▶ [Description of the task]:
Output the full material exactly as it appears here.

▶ [The data]:
==*==

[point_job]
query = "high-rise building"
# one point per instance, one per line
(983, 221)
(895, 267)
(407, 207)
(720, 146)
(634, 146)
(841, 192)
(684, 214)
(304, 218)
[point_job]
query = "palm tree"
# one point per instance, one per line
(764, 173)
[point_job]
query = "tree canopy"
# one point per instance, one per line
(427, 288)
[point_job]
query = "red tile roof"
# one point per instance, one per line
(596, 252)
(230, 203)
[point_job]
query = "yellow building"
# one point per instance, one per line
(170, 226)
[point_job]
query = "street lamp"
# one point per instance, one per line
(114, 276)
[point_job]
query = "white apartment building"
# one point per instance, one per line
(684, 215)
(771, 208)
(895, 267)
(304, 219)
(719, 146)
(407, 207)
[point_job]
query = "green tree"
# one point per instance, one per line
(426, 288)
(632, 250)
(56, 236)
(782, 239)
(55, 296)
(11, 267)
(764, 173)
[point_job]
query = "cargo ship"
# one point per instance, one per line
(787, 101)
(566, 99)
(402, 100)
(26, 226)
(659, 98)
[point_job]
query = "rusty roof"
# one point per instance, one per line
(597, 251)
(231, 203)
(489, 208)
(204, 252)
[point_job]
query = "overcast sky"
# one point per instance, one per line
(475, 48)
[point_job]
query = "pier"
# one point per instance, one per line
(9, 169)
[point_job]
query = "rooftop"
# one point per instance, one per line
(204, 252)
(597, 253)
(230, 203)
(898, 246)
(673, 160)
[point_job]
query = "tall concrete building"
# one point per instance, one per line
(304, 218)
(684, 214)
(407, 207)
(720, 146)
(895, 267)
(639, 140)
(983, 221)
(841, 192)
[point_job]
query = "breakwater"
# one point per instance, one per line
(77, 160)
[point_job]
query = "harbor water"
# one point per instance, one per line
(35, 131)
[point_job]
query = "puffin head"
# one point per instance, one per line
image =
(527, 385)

==*==

▶ [Answer to this problem]:
[point_job]
query = "high-rise building"
# one point per instance, one per line
(983, 221)
(895, 267)
(407, 207)
(720, 146)
(634, 146)
(841, 192)
(684, 214)
(304, 218)
[point_job]
query = "palm tree"
# one point per instance, one per line
(764, 173)
[point_job]
query = "tree canopy"
# one point per instance, one per line
(427, 288)
[point_job]
query = "red tile roof"
# one point per instance, one per line
(596, 252)
(230, 203)
[point_job]
query = "yellow building"
# one point per instance, one per line
(170, 226)
[point_job]
query = "street lamp"
# one point per instance, one per line
(114, 276)
[point_job]
query = "white apartment building"
# one point per instance, one per line
(684, 215)
(771, 208)
(895, 267)
(304, 219)
(719, 146)
(407, 207)
[point_job]
query = "green tree"
# one point per instance, one per line
(426, 288)
(632, 250)
(56, 236)
(782, 239)
(55, 296)
(11, 267)
(764, 173)
[point_job]
query = "cargo ship"
# one point per instance, one per line
(787, 101)
(566, 99)
(402, 100)
(26, 226)
(659, 98)
[point_job]
query = "rusty roof"
# one point per instance, one per line
(597, 251)
(231, 203)
(489, 208)
(204, 252)
[point_job]
query = "overcast sky"
# one point per instance, one per line
(475, 48)
[point_job]
query = "pier"
# one point per instance, one per line
(9, 169)
[point_job]
query = "rooftop"
# one point per instance, one per line
(204, 252)
(597, 253)
(230, 203)
(898, 246)
(673, 160)
[point_job]
query = "tall concrete building"
# one point per instance, one per line
(304, 218)
(684, 214)
(407, 207)
(720, 146)
(895, 267)
(639, 140)
(983, 221)
(841, 192)
[point_job]
query = "breakwater"
# one point per instance, one per line
(77, 160)
[point_job]
query = "harbor water"
# one point per instance, one per line
(35, 131)
[point_job]
query = "puffin head"
# one point per instance, one per line
image =
(527, 385)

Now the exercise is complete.